_EXTRACT_
Beyond the basics, many MCOs offer additional benefits that states choose to include in their contracts. Common extras include prescription drugs, dental care, eyeglasses, hospice, personal care services, and case management. Some MCOs go further with “value-added” benefits not required by the state, such as gym memberships, over-the-counter health products, or meal delivery after a hospital stay. These extras vary significantly from one plan to another, which is one reason choosing the right MCO matters.
How to Choose an MCO
In most states that use managed care, you’ll be asked to pick from two or more MCO plans when you enroll in Medicaid. If you don’t choose, you’ll typically be auto-assigned to one. The most important factor is whether your current doctors, specialists, and preferred pharmacy are in the plan’s provider network. Switching plans later is possible but usually limited to specific enrollment periods.
Other things worth comparing include the plan’s drug formulary (which medications are covered and at what cost-sharing level), whether it covers dental and vision, how far you’d need to travel to reach in-network providers, and any extra benefits the plan offers. States are required to set network adequacy standards, meaning your MCO must have enough providers within a reasonable distance of your home. A common benchmark is access to a primary care provider within 30 miles or 30 minutes of where you live, though standards vary by state and provider type.
Starting in late 2028, states will be required to publish quality ratings for their Medicaid MCOs on a public website. These ratings will use a standardized set of 16 quality measures established by the federal government, covering areas like preventive care, chronic disease management, and patient experience. The ratings will also be broken down by race, ethnicity, sex, and other demographics. This is designed to give you a way to compare plans the way you might compare star ratings for Medicare Advantage plans today.
How MCOs Are Regulated
MCOs operate under contracts with state Medicaid agencies, but they’re also subject to federal oversight. The Centers for Medicare and Medicaid Services (CMS) sets baseline rules that every state’s managed care program must follow, covering everything from how capitation rates are calculated to what services must be included.

(Point localization data)
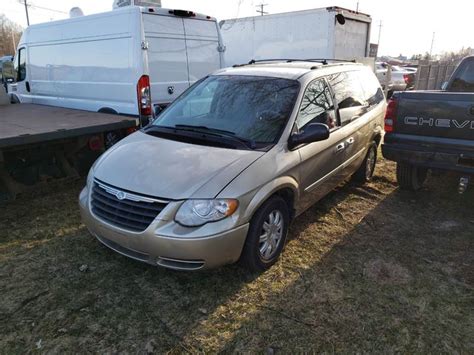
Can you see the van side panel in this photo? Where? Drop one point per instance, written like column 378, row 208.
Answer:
column 86, row 63
column 167, row 58
column 202, row 42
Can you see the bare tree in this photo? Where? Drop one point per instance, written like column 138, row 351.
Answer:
column 10, row 34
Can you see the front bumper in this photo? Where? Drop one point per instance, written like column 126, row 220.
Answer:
column 171, row 251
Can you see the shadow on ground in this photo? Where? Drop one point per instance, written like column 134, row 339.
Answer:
column 367, row 269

_REQUIRED ACTION 1_
Answer these questions from the Medicaid MCO text, one line each:
(a) What typically happens to someone who doesn't choose an MCO plan when enrolling in Medicaid?
(b) What is the common benchmark for access to a primary care provider?
(c) How many quality measures will the standardized ratings use?
_REQUIRED ACTION 2_
Name every common extra benefit that the Medicaid MCO text says states choose to include in their contracts.
_REQUIRED ACTION 3_
Write a continuation of the Medicaid MCO text, picking up after its last sentence.

_EXPECTED OUTPUT 1_
(a) They are typically auto-assigned to one.
(b) Access within 30 miles or 30 minutes of where the person lives.
(c) 16.

_EXPECTED OUTPUT 2_
Prescription drugs, dental care, eyeglasses, hospice, personal care services, and case management.

_EXPECTED OUTPUT 3_
States are required to conduct external quality reviews of their MCOs, including validation of the plan’s provider network to ensure it meets adequacy standards. If an MCO’s network is too thin in a particular area or specialty, the state can require corrective action. MCOs also must report on quality metrics, and states use this data to hold plans accountable for the care they deliver.
Behavioral Health and Emerging Priorities
One area where MCOs are evolving rapidly is behavioral health. States are increasingly using their managed care contracts to integrate mental health and substance use treatment into the broader care coordination that MCOs provide. Several states, including Arizona, Arkansas, Florida, New York, and North Carolina, have developed specialty plan models specifically designed to address behavioral health needs within their Medicaid managed care systems. These models use a mix of care coordination requirements and payment incentives to push MCOs toward better outcomes for members with serious mental illness or addiction.
States have also explored using MCOs to address non-medical factors that affect health, such as housing instability, food insecurity, and transportation barriers. Federal guidance on covering these health-related social needs has shifted in recent years, and CMS currently reviews state requests to cover such services on a case-by-case basis rather than through a standardized framework. The degree to which your MCO addresses these broader needs depends heavily on your state’s contract with the plan.